● **TEXT SECTION**:
________________________________________
Beans usually have unremarkable pastel-colored flowers. These two heirloom bean varieties are a few notable exceptions. I have been more successful with the scarlet runner beans than with the hyacinth beans.
Beware:
These beans are toxic when eaten raw. They need to be cooked for several hours to be safe.
2014
The scarlet runner is a vigorous bean that can easily reach 20 feet. Scarlet flowers against green, heart-shaped foliage. Rapid climbers. Beans are edible and delicious when young. Keep pods picked for continuous bloom. Hummingbirds love to visit the beautiful flowers that grow on this bean. People often grow this bean as an edible landscape plant. A beautiful growing plant with great tasting beans.
You can eat the young bean pods as green beans. If you leave them too long they quickly get tough. Let them mature a short while and you can eat the young beans as you would eat lima beans, they are a bright pink and black. When they start to get starchy and tough you can let the beans pods mature and pick them in the fall.
________________________________________
● **SUPPLIED MATERIAL**:
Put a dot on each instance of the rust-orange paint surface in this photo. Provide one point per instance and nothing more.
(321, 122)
________________________________________
● **APPLY WHAT YOU READ**:
A: Answer these questions using the text about heirloom beans, one answer per line:
(i) How tall can the scarlet runner bean easily grow?
(ii) How long must the beans be cooked to be safe to eat?
(iii) What colors are the young beans that can be eaten like lima beans?
B: Reproduce the part of the text about heirloom beans from "Beans usually have" up to and including "great tasting beans.".

● **ANSWER SET**:
A:
(i) 20 feet
(ii) Several hours
(iii) Bright pink and black

B:
Beans usually have unremarkable pastel-colored flowers. These two heirloom bean varieties are a few notable exceptions. I have been more successful with the scarlet runner beans than with the hyacinth beans.
Beware:
These beans are toxic when eaten raw. They need to be cooked for several hours to be safe.
2014
The scarlet runner is a vigorous bean that can easily reach 20 feet. Scarlet flowers against green, heart-shaped foliage. Rapid climbers. Beans are edible and delicious when young. Keep pods picked for continuous bloom. Hummingbirds love to visit the beautiful flowers that grow on this bean. People often grow this bean as an edible landscape plant. A beautiful growing plant with great tasting beans.